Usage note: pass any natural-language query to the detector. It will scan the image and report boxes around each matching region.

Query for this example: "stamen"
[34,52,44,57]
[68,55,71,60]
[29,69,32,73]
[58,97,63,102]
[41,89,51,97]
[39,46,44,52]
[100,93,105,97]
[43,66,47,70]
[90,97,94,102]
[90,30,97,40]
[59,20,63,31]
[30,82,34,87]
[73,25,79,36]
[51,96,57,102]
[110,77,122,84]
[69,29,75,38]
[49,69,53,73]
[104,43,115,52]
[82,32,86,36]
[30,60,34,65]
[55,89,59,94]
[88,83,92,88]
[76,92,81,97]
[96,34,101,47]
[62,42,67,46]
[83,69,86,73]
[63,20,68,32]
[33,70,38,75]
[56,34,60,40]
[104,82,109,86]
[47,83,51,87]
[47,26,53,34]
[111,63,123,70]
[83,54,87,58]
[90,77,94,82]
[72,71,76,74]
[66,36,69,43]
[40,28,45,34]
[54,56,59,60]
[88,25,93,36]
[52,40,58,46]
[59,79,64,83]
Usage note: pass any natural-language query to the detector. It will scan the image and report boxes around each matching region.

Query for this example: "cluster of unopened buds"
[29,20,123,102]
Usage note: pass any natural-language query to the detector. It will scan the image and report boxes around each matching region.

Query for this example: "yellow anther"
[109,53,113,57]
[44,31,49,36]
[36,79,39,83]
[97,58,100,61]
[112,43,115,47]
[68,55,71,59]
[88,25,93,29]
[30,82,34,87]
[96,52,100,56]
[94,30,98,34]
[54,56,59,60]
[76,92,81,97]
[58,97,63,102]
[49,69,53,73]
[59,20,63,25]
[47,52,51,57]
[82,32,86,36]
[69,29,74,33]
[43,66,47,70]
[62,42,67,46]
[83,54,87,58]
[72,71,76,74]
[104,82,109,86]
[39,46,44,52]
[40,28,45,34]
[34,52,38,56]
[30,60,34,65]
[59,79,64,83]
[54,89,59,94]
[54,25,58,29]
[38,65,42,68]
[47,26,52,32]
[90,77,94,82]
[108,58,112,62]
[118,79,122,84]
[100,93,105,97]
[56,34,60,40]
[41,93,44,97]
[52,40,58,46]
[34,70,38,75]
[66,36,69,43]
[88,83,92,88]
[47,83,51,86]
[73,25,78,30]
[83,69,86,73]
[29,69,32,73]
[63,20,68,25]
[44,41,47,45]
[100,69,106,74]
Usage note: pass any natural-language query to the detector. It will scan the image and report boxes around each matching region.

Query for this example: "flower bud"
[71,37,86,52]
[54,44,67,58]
========================================================================
Rewrite the items from the very start through the line containing "[29,20,123,102]", substituting "locator" for every "detector" and changing nothing else.

Usage note: pass any natural-language query to the locator. It will scan the image and report boxes around each matching region.

Query for this example: "stamen"
[34,52,44,57]
[68,55,71,60]
[29,69,32,73]
[58,97,63,102]
[41,89,51,97]
[39,46,44,52]
[100,93,105,97]
[43,66,47,70]
[90,97,94,102]
[90,30,97,40]
[59,20,63,31]
[30,82,34,87]
[73,25,79,36]
[51,96,57,102]
[110,77,122,84]
[69,29,75,38]
[49,69,53,73]
[104,43,115,52]
[82,32,86,36]
[30,60,34,65]
[55,89,59,94]
[88,83,92,88]
[76,92,81,97]
[96,34,101,47]
[62,42,67,46]
[83,69,86,73]
[63,20,68,32]
[33,70,38,75]
[56,34,60,40]
[104,82,109,86]
[47,83,51,87]
[47,26,53,34]
[111,63,123,70]
[83,54,87,58]
[90,77,94,82]
[72,71,76,74]
[66,36,69,43]
[40,28,45,34]
[54,56,59,60]
[88,25,93,36]
[52,40,58,46]
[59,79,64,83]
Usage note: pass any natural-language query to the locator. It will scan the image and report boxes around each matching region.

Query for this example: "cluster of unopened buds"
[29,20,123,102]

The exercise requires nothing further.